Records from a dataset:
..............................

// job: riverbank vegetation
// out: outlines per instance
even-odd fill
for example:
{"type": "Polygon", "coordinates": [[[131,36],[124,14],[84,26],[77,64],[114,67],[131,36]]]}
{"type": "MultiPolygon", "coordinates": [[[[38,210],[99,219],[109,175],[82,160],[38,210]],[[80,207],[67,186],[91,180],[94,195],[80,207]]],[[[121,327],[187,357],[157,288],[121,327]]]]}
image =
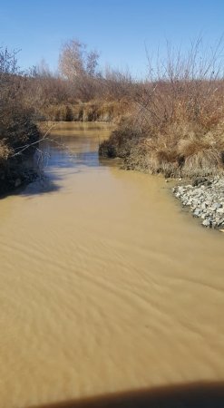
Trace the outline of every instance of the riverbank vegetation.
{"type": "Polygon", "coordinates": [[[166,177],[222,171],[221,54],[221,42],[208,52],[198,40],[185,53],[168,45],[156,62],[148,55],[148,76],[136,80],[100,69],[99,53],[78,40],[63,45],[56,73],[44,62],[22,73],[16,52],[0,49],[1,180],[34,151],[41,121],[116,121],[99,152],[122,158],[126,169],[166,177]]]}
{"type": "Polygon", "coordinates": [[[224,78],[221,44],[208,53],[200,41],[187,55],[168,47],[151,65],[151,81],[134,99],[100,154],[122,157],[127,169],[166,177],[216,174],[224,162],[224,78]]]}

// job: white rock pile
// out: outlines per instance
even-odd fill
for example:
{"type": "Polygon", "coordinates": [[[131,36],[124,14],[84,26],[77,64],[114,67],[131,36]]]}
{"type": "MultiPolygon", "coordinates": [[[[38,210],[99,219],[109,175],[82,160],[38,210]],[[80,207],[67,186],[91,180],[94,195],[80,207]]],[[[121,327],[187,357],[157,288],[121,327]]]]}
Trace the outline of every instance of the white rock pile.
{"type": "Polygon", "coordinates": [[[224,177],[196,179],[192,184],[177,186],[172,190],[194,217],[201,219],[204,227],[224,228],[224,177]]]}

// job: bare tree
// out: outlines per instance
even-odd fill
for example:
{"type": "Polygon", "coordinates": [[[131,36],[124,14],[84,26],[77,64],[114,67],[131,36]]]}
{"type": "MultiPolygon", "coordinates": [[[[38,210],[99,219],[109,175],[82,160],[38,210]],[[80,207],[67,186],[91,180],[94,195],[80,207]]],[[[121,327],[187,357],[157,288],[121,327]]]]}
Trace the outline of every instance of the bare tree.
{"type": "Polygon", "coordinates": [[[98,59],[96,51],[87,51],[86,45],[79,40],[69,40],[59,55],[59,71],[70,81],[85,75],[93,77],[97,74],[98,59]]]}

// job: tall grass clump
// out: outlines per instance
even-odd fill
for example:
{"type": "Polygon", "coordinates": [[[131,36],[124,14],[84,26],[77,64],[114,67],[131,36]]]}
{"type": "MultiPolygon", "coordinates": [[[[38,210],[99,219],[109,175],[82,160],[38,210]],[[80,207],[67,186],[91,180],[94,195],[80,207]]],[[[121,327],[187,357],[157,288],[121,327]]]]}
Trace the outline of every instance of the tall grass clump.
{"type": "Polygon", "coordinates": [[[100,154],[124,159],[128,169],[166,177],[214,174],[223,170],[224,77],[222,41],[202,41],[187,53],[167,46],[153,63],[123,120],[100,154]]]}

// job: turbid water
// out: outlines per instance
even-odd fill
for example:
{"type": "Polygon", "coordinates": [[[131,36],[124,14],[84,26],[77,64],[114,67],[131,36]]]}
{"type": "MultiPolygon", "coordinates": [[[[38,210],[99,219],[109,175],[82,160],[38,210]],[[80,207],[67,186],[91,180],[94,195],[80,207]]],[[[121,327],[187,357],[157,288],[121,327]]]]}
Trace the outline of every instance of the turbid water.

..............................

**Given problem**
Output every line of the records above exactly as they appear, leaving out the pictures.

**Solved problem**
// job: riverbank vegetation
// out: outlines per instance
even-odd fill
for example:
{"type": "Polygon", "coordinates": [[[131,36],[124,14],[84,26],[77,64],[114,67],[131,36]]]}
{"type": "MultiPolygon", "coordinates": [[[[38,210],[99,219],[109,175],[82,160],[38,210]],[[80,207],[67,186],[91,180],[94,195],[80,207]]],[[[121,327],[187,357],[157,288],[121,327]]]]}
image =
Trace the outline of every instance of the riverbank vegetation.
{"type": "Polygon", "coordinates": [[[166,177],[222,171],[221,54],[221,42],[208,52],[198,40],[185,53],[168,45],[156,62],[148,55],[148,76],[136,80],[100,69],[99,53],[78,40],[63,45],[56,73],[44,62],[22,73],[16,52],[0,49],[1,180],[34,151],[41,121],[116,121],[99,152],[122,158],[126,169],[166,177]]]}
{"type": "Polygon", "coordinates": [[[224,78],[221,44],[208,53],[200,41],[187,55],[168,47],[151,65],[151,81],[134,99],[100,154],[122,157],[127,169],[166,177],[216,174],[224,162],[224,78]]]}

// job: white rock pile
// out: outlines per instance
even-odd fill
for example:
{"type": "Polygon", "coordinates": [[[131,36],[124,14],[84,26],[77,64],[114,67],[131,36]]]}
{"type": "MultiPolygon", "coordinates": [[[[38,210],[99,219],[109,175],[82,160],[38,210]],[[80,207],[67,186],[91,180],[94,195],[80,207]]],[[[121,327],[187,357],[157,288],[121,327]]]]}
Trace the outline of every instance of the white rock pile.
{"type": "Polygon", "coordinates": [[[224,177],[196,179],[192,184],[177,186],[172,190],[194,217],[201,219],[204,227],[224,228],[224,177]]]}

// job: bare tree
// out: outlines per instance
even-odd fill
for example:
{"type": "Polygon", "coordinates": [[[131,36],[124,14],[84,26],[77,64],[114,67],[131,36]]]}
{"type": "MultiPolygon", "coordinates": [[[[38,210],[99,219],[109,175],[82,160],[38,210]],[[80,207],[67,186],[91,180],[94,195],[80,207]]],[[[121,327],[187,357],[157,288],[121,327]]]]}
Trace the outline of every instance of the bare tree.
{"type": "Polygon", "coordinates": [[[98,59],[96,51],[87,51],[86,45],[79,40],[69,40],[59,55],[59,71],[70,81],[85,75],[93,77],[97,74],[98,59]]]}

// job: tall grass clump
// out: outlines per instance
even-odd fill
for example:
{"type": "Polygon", "coordinates": [[[131,36],[124,14],[84,26],[77,64],[114,67],[131,36]]]}
{"type": "MultiPolygon", "coordinates": [[[[38,210],[99,219],[109,175],[82,160],[38,210]],[[80,207],[67,186],[91,180],[94,195],[80,207]]],[[[121,327],[187,357],[157,288],[121,327]]]]}
Trace the outline of every instance of the tall grass clump.
{"type": "Polygon", "coordinates": [[[100,154],[124,159],[128,169],[166,177],[214,174],[223,170],[224,77],[222,41],[202,41],[187,53],[167,46],[153,63],[123,120],[100,154]]]}

// job: turbid water
// out: outlines per instance
even-odd fill
for example:
{"type": "Polygon", "coordinates": [[[131,36],[124,14],[84,26],[77,64],[114,67],[131,36]]]}
{"type": "MultiPolygon", "coordinates": [[[[38,210],[99,219],[109,175],[82,160],[38,210]],[[80,207],[67,186],[91,180],[94,195],[80,207]]],[[[121,327],[187,357],[157,288],[121,327]]]]}
Trace the outline of every instance of the turbid water.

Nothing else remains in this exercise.